> **Stated problem A**
According to the text on post-conflict rehabilitation in Iraq, in which town in southern Iraq is the Japanese base located?

> **Text segment**
2) Post-Conflict Rehabilitation in Iraq
a. Georgia. 207 Georgian special forces joined the occupation forces in Iraq in February. 70 Georgian mine-clearing experts and doctors returned from Tikrit where they have been since August 2003. Georgian President Michael Saakashvili said on 25 February in Washington, D.C. that Tbilisi would further expand its involvement in Iraq (according to US sources in Tbilisi, Georgia will increase its troops by 300 more soldiers by the summer of this year).

b. Japan. In mid-January, Japan started its most risky overseas military mission since World War II by sending 1’000 non-combat troops, including 100 from a Japanese air force team. The concept of “non-combat zones” is hard to apply in Iraq. Japan relies on the Middle East for around 90 per cent of its oil imports. Japanese leaders understand well the danger of Iraq turning into a failed state and a base for terrorist activities as Afghanistan once was, threatening the region and the world, including Japan. Tokyo wants to demonstrate how important the reconstruction of Iraq and not giving in to violence is to the rest of the world. However, Japanese public has serious concerns about the security of the troops, though the base in Samawah, southern Iraq, is relatively safe. Japanese soldiers will take part in purification and distribution of water and rebuilding schools. Tokyo has pledged a total of US$5.0 billion in reconstruction aid for Iraq, including US$1.5 billion in grant aid. A majority of 54 per cent of the Japanese public favor pulling out if there were casualties, and 35 per cent think the mission should continue.

> **Stated problem B**
Tally the lines in the rows below that contain the string "aerial" with case counting, and reply with the number alone.

> **Data shown**
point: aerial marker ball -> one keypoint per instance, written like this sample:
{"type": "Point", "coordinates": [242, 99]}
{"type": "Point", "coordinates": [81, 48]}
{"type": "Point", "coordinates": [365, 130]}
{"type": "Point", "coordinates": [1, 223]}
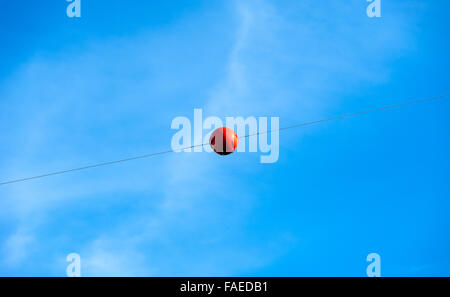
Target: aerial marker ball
{"type": "Point", "coordinates": [223, 141]}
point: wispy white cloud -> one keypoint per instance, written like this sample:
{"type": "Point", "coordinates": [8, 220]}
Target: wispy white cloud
{"type": "Point", "coordinates": [112, 101]}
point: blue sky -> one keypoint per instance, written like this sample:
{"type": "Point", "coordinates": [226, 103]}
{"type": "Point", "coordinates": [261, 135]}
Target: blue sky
{"type": "Point", "coordinates": [107, 86]}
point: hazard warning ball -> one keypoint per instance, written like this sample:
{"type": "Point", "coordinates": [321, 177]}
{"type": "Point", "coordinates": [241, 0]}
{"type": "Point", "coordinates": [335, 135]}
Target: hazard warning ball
{"type": "Point", "coordinates": [223, 141]}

> **Correct response A**
Samawah

> **Correct response B**
2